Ce rapport qui dort rue de Valois

En 2011, un travail inédit sur la crise du jazz a été rendu au ministère de la Culture. Depuis, plus rien.

Ingrid Merckx  • 28 août 2014 abonné·es

« Heureusement, il reste Radio France, avec une vraie présence du jazz sur France Musique et Fip, et les deux heures dominicales sur France Inter. » Cette citation date de décembre 2011 et émane d’un rapport sur la « filière jazz » ** remis au ministre de la Culture d’alors, Frédéric Mitterrand.

[TÂCHES ET EXERCICES]
A) Recopiez fidèlement l'extrait cité de « Ce rapport qui » à « d’alors, Frédéric Mitterrand. ».
B) Selon l'extrait cité, à quel ministre de la Culture le rapport sur la « filière jazz » a-t-il été remis ?
Le matériel ci-après n'est pas requis.

[ÉLÉMENTS]
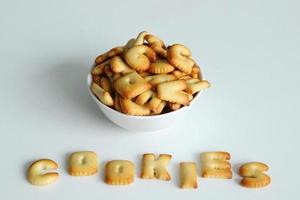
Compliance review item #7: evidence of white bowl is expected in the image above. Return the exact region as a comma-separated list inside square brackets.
[87, 74, 201, 132]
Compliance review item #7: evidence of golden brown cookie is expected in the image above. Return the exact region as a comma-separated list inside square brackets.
[125, 45, 156, 72]
[180, 162, 198, 189]
[119, 97, 151, 116]
[148, 60, 175, 74]
[68, 151, 99, 176]
[27, 159, 59, 186]
[141, 153, 172, 181]
[239, 162, 271, 188]
[95, 47, 124, 64]
[167, 44, 194, 74]
[144, 34, 167, 58]
[91, 83, 114, 106]
[105, 160, 134, 185]
[114, 71, 151, 99]
[201, 151, 232, 179]
[157, 80, 190, 105]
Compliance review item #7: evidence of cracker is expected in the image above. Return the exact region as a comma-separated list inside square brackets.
[68, 151, 99, 176]
[148, 60, 175, 74]
[27, 159, 59, 186]
[119, 97, 150, 116]
[135, 90, 166, 114]
[135, 90, 154, 106]
[91, 83, 114, 106]
[168, 102, 181, 110]
[167, 44, 194, 74]
[114, 71, 151, 99]
[105, 160, 134, 185]
[191, 63, 202, 80]
[111, 73, 122, 81]
[172, 70, 187, 79]
[111, 56, 134, 75]
[201, 152, 232, 179]
[133, 31, 148, 46]
[239, 162, 271, 188]
[186, 78, 210, 94]
[95, 47, 124, 64]
[123, 38, 135, 53]
[114, 93, 122, 112]
[141, 153, 172, 181]
[92, 59, 111, 75]
[92, 75, 101, 85]
[145, 74, 176, 86]
[180, 162, 198, 189]
[157, 80, 190, 105]
[144, 34, 167, 58]
[100, 76, 112, 94]
[125, 45, 156, 71]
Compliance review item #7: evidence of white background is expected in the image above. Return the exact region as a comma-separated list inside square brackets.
[0, 0, 300, 200]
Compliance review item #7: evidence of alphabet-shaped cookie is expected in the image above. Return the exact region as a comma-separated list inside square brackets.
[68, 151, 99, 176]
[27, 159, 59, 186]
[239, 162, 271, 188]
[105, 160, 134, 185]
[201, 151, 232, 179]
[180, 162, 198, 189]
[141, 153, 172, 181]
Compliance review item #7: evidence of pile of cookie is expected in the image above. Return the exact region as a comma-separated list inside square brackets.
[27, 151, 271, 189]
[90, 31, 210, 115]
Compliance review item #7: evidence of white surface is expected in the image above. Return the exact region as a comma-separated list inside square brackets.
[0, 0, 300, 200]
[87, 74, 203, 132]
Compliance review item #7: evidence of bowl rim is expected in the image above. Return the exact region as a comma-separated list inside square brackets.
[86, 64, 203, 119]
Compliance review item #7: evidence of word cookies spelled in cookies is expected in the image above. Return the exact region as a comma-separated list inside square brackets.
[27, 151, 271, 189]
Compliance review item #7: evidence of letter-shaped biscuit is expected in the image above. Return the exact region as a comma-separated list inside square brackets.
[119, 97, 150, 116]
[125, 45, 156, 71]
[141, 153, 172, 181]
[180, 162, 198, 189]
[145, 74, 176, 86]
[157, 80, 190, 105]
[148, 60, 175, 74]
[114, 71, 151, 99]
[114, 92, 122, 112]
[27, 159, 59, 186]
[186, 78, 210, 94]
[95, 47, 124, 64]
[91, 83, 114, 106]
[191, 63, 202, 80]
[92, 59, 111, 75]
[145, 34, 167, 58]
[135, 90, 166, 114]
[111, 56, 134, 75]
[105, 160, 134, 185]
[100, 76, 112, 94]
[167, 44, 194, 74]
[201, 152, 232, 179]
[168, 102, 181, 110]
[133, 31, 148, 46]
[123, 38, 135, 53]
[68, 151, 98, 176]
[239, 162, 271, 188]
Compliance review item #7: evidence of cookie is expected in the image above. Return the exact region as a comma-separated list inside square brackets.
[180, 162, 198, 189]
[68, 151, 99, 176]
[114, 71, 151, 99]
[124, 45, 156, 72]
[239, 162, 271, 188]
[201, 152, 232, 179]
[105, 160, 134, 185]
[157, 80, 190, 105]
[167, 44, 194, 74]
[141, 153, 172, 181]
[27, 159, 59, 186]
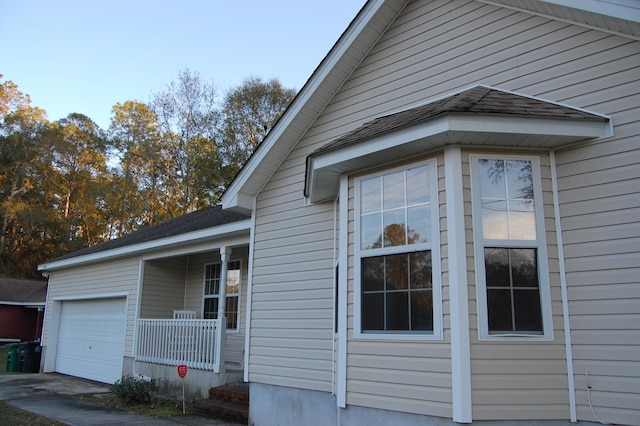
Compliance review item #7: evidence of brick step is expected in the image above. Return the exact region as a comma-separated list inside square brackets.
[194, 399, 249, 425]
[209, 383, 249, 406]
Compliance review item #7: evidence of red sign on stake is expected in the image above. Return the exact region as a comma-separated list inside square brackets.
[178, 364, 187, 379]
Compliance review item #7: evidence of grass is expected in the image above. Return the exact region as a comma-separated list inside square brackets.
[0, 346, 194, 426]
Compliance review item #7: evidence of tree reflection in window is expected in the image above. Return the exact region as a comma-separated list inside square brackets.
[361, 251, 433, 332]
[360, 165, 431, 250]
[479, 159, 536, 240]
[484, 247, 542, 334]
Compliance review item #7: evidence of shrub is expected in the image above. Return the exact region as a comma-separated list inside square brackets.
[111, 376, 158, 404]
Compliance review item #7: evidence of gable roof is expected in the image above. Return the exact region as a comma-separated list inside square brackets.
[304, 85, 613, 203]
[0, 278, 47, 306]
[222, 0, 640, 211]
[38, 205, 251, 271]
[312, 85, 607, 155]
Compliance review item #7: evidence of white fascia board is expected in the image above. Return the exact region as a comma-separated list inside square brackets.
[541, 0, 640, 22]
[221, 0, 385, 209]
[448, 114, 611, 138]
[38, 219, 251, 271]
[142, 232, 249, 260]
[0, 300, 47, 308]
[312, 116, 450, 170]
[477, 0, 640, 22]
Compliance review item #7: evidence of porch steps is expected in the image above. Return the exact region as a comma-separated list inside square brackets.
[194, 383, 249, 424]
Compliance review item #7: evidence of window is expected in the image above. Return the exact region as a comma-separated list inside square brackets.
[355, 161, 441, 338]
[202, 260, 240, 331]
[471, 156, 551, 338]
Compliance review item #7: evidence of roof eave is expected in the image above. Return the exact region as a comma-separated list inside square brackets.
[221, 0, 408, 213]
[305, 113, 613, 203]
[38, 219, 251, 272]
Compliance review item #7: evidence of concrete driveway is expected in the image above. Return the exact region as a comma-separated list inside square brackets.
[0, 373, 240, 426]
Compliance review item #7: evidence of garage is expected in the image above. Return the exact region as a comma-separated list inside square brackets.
[55, 297, 126, 384]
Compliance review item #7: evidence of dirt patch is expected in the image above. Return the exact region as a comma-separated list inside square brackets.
[73, 393, 195, 417]
[0, 401, 64, 426]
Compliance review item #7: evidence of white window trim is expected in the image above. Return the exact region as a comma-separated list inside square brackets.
[469, 153, 553, 342]
[200, 259, 242, 334]
[353, 158, 443, 341]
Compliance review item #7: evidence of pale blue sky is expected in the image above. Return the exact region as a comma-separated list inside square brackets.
[0, 0, 365, 129]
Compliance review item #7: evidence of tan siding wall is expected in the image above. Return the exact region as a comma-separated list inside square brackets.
[250, 0, 640, 421]
[347, 154, 452, 417]
[249, 191, 334, 392]
[463, 151, 569, 420]
[557, 87, 640, 424]
[42, 257, 140, 357]
[140, 257, 187, 318]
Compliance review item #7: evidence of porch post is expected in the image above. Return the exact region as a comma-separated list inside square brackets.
[217, 247, 231, 373]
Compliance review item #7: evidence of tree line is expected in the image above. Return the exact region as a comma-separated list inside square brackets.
[0, 69, 295, 278]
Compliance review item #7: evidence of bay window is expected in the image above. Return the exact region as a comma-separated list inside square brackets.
[471, 155, 552, 339]
[355, 161, 441, 338]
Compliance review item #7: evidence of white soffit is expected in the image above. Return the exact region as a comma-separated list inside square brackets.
[305, 108, 612, 203]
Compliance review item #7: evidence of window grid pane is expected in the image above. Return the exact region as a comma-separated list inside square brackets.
[361, 251, 433, 332]
[360, 165, 431, 250]
[202, 261, 241, 330]
[484, 247, 543, 334]
[479, 159, 536, 240]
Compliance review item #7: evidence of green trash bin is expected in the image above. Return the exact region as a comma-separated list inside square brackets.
[5, 343, 20, 373]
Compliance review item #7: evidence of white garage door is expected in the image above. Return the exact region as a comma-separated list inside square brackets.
[55, 298, 126, 384]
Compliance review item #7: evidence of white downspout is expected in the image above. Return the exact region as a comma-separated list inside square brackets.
[549, 151, 578, 423]
[444, 145, 472, 423]
[336, 175, 349, 410]
[216, 246, 231, 373]
[243, 198, 256, 383]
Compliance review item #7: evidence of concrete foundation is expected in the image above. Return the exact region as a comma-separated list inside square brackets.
[249, 383, 596, 426]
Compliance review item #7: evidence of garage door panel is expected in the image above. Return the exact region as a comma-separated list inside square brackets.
[56, 298, 126, 383]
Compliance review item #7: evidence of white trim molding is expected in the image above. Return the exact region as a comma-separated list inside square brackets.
[444, 145, 472, 423]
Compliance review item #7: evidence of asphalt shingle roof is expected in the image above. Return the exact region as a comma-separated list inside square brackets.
[55, 206, 250, 261]
[314, 86, 602, 154]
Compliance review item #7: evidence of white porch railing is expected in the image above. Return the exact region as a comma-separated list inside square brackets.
[136, 319, 221, 373]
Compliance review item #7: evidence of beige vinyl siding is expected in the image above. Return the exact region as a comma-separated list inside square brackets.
[249, 144, 334, 392]
[347, 153, 452, 417]
[185, 247, 248, 365]
[42, 257, 140, 357]
[140, 256, 187, 318]
[309, 1, 640, 420]
[463, 151, 569, 420]
[557, 125, 640, 424]
[250, 0, 640, 423]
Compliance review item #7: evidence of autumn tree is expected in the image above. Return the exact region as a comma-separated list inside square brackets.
[45, 113, 110, 250]
[150, 69, 220, 215]
[220, 77, 296, 184]
[0, 75, 50, 277]
[107, 101, 175, 233]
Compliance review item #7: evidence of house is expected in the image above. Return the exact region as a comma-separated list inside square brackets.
[0, 278, 47, 342]
[41, 0, 640, 425]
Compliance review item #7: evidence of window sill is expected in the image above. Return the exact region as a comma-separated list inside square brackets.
[353, 332, 444, 342]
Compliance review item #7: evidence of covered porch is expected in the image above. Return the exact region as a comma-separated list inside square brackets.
[133, 244, 248, 398]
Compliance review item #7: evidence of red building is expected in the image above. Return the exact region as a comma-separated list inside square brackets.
[0, 278, 47, 343]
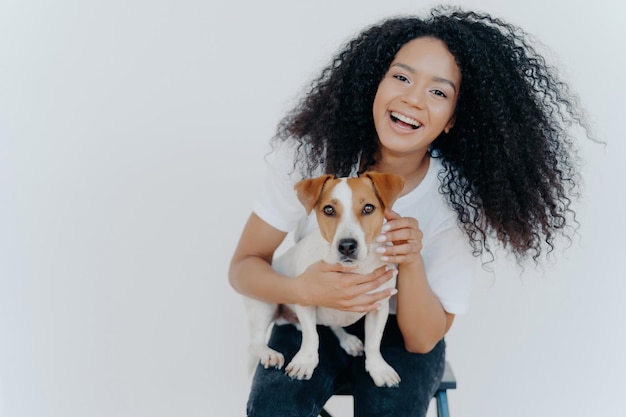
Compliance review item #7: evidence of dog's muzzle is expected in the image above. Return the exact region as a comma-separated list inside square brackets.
[337, 238, 359, 263]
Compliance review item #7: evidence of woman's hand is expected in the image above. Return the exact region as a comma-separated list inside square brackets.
[296, 261, 396, 313]
[376, 210, 423, 264]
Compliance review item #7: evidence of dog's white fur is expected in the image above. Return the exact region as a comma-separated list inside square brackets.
[246, 172, 404, 387]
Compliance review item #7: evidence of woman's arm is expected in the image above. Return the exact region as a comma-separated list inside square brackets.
[376, 212, 454, 353]
[228, 213, 392, 312]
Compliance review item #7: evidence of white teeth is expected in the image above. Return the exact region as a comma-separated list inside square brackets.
[391, 111, 421, 129]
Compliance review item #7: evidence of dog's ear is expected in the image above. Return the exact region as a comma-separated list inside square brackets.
[293, 174, 334, 214]
[362, 171, 404, 209]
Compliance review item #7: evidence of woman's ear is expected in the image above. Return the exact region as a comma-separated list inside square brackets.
[443, 116, 456, 135]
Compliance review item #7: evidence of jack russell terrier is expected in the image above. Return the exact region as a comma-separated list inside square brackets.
[245, 172, 404, 387]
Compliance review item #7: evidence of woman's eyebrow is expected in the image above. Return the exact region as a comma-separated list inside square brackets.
[391, 62, 456, 93]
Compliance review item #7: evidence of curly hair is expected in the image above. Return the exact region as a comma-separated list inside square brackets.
[274, 8, 589, 262]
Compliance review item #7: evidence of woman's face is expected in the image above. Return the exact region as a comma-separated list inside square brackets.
[373, 37, 461, 155]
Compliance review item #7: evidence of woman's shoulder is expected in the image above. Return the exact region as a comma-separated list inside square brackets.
[393, 158, 456, 233]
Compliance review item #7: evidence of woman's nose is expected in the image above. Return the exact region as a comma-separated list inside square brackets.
[404, 89, 424, 108]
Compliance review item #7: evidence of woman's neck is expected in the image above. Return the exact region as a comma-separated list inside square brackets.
[372, 153, 430, 196]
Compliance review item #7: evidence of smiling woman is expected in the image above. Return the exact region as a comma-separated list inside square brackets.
[229, 4, 587, 416]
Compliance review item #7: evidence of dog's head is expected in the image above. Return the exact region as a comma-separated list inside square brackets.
[295, 172, 404, 264]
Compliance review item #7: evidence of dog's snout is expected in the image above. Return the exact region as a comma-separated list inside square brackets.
[337, 239, 359, 256]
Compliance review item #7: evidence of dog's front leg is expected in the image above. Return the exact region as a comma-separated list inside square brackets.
[285, 305, 320, 379]
[365, 302, 400, 387]
[244, 297, 285, 372]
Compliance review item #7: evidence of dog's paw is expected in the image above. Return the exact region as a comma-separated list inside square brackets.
[285, 351, 319, 379]
[365, 360, 400, 387]
[339, 333, 363, 356]
[255, 346, 285, 369]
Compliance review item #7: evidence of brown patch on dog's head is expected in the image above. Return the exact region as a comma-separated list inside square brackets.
[294, 174, 333, 214]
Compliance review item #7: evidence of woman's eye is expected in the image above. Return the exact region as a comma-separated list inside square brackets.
[393, 74, 409, 83]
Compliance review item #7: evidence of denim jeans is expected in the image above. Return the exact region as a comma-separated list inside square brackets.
[247, 315, 445, 417]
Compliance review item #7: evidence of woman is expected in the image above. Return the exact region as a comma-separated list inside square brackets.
[229, 9, 586, 416]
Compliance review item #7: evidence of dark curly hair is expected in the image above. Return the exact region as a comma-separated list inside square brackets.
[274, 7, 589, 262]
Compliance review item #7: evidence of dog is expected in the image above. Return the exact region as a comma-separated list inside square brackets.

[RÉSULTATS FINAUX]
A)
Ce rapport qui dort rue de Valois

En 2011, un travail inédit sur la crise du jazz a été rendu au ministère de la Culture. Depuis, plus rien.

Ingrid Merckx  • 28 août 2014 abonné·es

« Heureusement, il reste Radio France, avec une vraie présence du jazz sur France Musique et Fip, et les deux heures dominicales sur France Inter. » Cette citation date de décembre 2011 et émane d’un rapport sur la « filière jazz » ** remis au ministre de la Culture d’alors, Frédéric Mitterrand.

B) À Frédéric Mitterrand.